» Work instructions: Look below for lines that hold the string "instance" and copy each one.

» Given records:
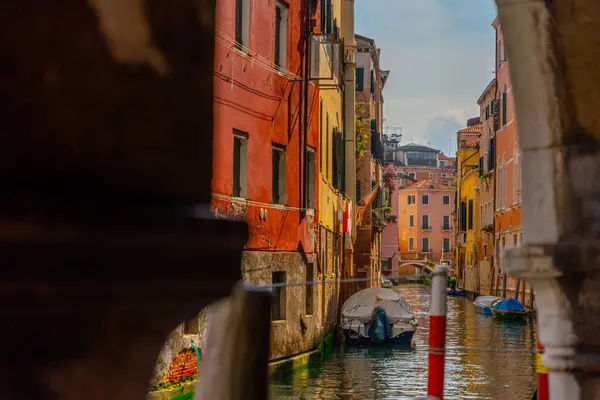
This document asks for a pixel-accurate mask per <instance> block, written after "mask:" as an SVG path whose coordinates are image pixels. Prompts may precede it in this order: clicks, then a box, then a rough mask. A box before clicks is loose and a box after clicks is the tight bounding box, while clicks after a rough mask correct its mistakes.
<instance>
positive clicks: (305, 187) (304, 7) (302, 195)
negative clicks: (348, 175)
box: [300, 0, 312, 208]
mask: <svg viewBox="0 0 600 400" xmlns="http://www.w3.org/2000/svg"><path fill="white" fill-rule="evenodd" d="M304 13H305V15H304V30H305V33H304V40H305V41H306V45H305V51H306V53H305V54H304V124H303V125H304V139H303V141H302V144H303V148H302V149H301V152H300V155H301V159H302V162H301V163H300V164H301V167H302V189H303V190H302V202H301V204H302V208H307V207H308V174H307V171H306V162H307V157H308V153H307V146H308V85H309V79H310V70H309V68H310V60H309V58H310V35H311V32H312V29H311V27H310V1H309V0H305V7H304Z"/></svg>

» Your response:
This document asks for a pixel-accurate mask per <instance> block, written after "mask:" as an SVG path whose coordinates are image pixels. Prompts may precede it in this order: clicks, then a box, then a rough mask. A box before clicks is loose and a box after clicks is the tight bounding box, while clicks after a rough mask correct its mistakes.
<instance>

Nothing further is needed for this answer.